▶ [Text block]:

Snoop Dogg is fed up with the current state of the music industry. During a candid sit down with former Apple Music Creative Director Larry Jackson, the 51-year-old hip-hop veteran slammed the streaming industry, which has become a crucial part of how many artists are paid by digital music sites like Spotify and Apple.

Due to the complex structure of streaming, the “Doggyland” rapper argued that many artists in today’s field are having a hard time making a living off of digital music sales.

“Streaming got to get their s*** together ’cause I don’t understand how you get paid off of that s***,” Snoop Dogg said during an interview with Jackson at the Milken Institute Global Conference.
“Can someone explain to me how you can get a billion streams and not get a million dollars? That s*** don’t make sense to me.”

Snoop Dogg went off the script and went in on streaming, AI and the writers strike pic.twitter.com/7vfl5Cpw1C

— Ahmed/The Ears/IG: BigBizTheGod (@big_business_) May 8, 2023

After an applause and a few laughs from the audience, the “Beautiful” hitmaker continued to slam the unfair practices of streaming. “I don’t know who the f*** running the streaming industry — if you’re in here or not — but n—-, you gotta give us some information on how the f*** to track this money down. Becuase the shit doesn’t add up. That’s the gripe with a lot of us artists that do major numbers with streams, that it doesn’t add up to the money.”
To break it down for the audience, Snoop Dogg recalled the early days of his success as a rapper in the ’90s. The hip-hop star told Jackson that his physical records would sell millions of copies and that he would retrieve a clear percentage of the earnings compensatory to sales earned. But with streaming, the Grammy Award-winner argued that it was difficult to tell how artists should be paid.
“So, if I sell how many streams, how much money do I get? It’s not working for the artists right now,” Snoop said. “I just want to speak to that in the music industry. That’s f**** up and we need to find a way to figure that out,” he added to Jackson. The father and famous toker also compared the disastrous streaming debacle to the writer’s strike currently going on in Hollywood. “The writers are striking because streaming. They can’t get paid!” he noted. 

The problem with streaming.

 A USA Today report from 2020 found that artists earn as little as $0.0033 per stream on certain platforms. Many services don’t pay per stream, but rather through a system based on “stream share.” For artists distributing their music on Spotify, this payment could vary depending on how music is streamed or agreements with licensors, according to the company’s website.

A study by The Union of Musicians and Allied Workers found that artists were paid an average of just over half a cent per stream in 2018 and under a third of a cent in 2020. The average artist’s pay rate declined 43 percent over two years.  Snoop is right. How could anyone maintain a living with that chump change?

After the clip went viral, many Twitter users echoed similar sentiments about the injustice of streaming.
“Hundreds of millions of streams and the payout be like $47.18 for it,” one Twitter user wrote. “These artists need to go on strike too smh.”
Another fan penned, “In time, it will be revealed that streaming was the biggest scam/scheme in creator history. Who audits the streams? Is 1 billion streams really 1 billion and not 10 billion? Wake up folks!”

A third user suggested that the industry go back to “selling physical copies” of CDs and records.

“Make these music streaming services start losing artists, listeners, and money. That’s the only way I can see anything changing for any artist out there trying to get their money up,” they added.

▶ [Instructions for the task]:
Decide whether each statement agrees with the article on Snoop Dogg and streaming, answering yes or no and quoting the deciding words: (a) Snoop Dogg spoke with Larry Jackson at the Milken Institute Global Conference. (b) The Union of Musicians and Allied Workers study found that the average artist's pay rate rose over two years. (c) The USA Today report on per-stream earnings was from 2018.

▶ [Supplied information]:
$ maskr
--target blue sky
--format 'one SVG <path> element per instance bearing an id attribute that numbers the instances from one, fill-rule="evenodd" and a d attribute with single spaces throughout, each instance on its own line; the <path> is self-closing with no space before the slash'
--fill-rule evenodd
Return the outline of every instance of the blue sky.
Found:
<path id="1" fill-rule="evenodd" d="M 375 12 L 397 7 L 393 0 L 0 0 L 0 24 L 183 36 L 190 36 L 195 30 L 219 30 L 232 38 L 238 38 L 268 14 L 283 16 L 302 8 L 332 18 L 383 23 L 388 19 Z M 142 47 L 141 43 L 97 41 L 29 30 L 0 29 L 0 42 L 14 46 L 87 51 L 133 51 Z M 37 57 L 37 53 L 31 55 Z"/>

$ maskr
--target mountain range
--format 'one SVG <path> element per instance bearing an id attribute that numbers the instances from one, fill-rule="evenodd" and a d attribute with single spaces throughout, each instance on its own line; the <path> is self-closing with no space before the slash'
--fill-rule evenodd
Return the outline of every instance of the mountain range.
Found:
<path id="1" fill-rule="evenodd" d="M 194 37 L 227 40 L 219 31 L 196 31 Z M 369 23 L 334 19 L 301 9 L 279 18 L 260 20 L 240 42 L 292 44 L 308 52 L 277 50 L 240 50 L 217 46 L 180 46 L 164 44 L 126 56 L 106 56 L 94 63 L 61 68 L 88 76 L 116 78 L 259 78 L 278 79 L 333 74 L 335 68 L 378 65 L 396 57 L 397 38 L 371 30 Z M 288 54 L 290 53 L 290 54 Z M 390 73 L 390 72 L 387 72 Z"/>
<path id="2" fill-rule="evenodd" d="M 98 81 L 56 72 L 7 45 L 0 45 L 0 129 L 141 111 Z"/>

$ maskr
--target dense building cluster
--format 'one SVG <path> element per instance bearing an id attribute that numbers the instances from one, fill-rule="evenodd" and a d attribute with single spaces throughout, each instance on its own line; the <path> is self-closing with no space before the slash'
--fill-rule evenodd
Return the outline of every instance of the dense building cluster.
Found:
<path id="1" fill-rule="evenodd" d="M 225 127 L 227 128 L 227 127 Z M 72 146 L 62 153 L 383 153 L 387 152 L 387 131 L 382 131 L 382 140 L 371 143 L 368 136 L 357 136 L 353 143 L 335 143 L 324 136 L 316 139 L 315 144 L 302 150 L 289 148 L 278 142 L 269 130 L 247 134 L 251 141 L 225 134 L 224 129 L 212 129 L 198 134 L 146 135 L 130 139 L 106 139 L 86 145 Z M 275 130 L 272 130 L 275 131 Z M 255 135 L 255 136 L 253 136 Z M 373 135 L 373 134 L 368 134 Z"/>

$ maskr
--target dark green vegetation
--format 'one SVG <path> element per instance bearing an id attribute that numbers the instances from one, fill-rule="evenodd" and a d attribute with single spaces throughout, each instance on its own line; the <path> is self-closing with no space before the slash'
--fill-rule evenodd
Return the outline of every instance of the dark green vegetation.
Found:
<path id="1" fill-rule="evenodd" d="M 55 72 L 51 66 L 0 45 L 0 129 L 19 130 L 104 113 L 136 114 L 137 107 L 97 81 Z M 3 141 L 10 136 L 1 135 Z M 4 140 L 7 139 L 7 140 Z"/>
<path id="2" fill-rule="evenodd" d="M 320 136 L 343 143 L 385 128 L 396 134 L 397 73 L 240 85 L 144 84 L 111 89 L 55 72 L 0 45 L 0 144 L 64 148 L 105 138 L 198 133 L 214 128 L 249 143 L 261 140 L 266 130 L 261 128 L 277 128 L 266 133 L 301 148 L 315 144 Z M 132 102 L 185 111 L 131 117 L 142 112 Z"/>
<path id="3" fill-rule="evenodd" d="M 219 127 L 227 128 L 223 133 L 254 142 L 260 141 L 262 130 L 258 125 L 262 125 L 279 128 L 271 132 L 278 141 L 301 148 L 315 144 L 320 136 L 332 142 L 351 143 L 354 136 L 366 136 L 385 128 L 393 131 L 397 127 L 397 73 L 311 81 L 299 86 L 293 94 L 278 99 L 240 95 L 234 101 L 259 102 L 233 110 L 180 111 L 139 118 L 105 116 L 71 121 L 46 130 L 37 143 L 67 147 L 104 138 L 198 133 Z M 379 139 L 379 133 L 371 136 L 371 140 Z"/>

▶ [Solution to this exercise]:
(a) Yes: "during an interview with Jackson at the Milken Institute Global Conference"
(b) No: "The average artist’s pay rate declined 43 percent over two years."
(c) No: "A USA Today report from 2020"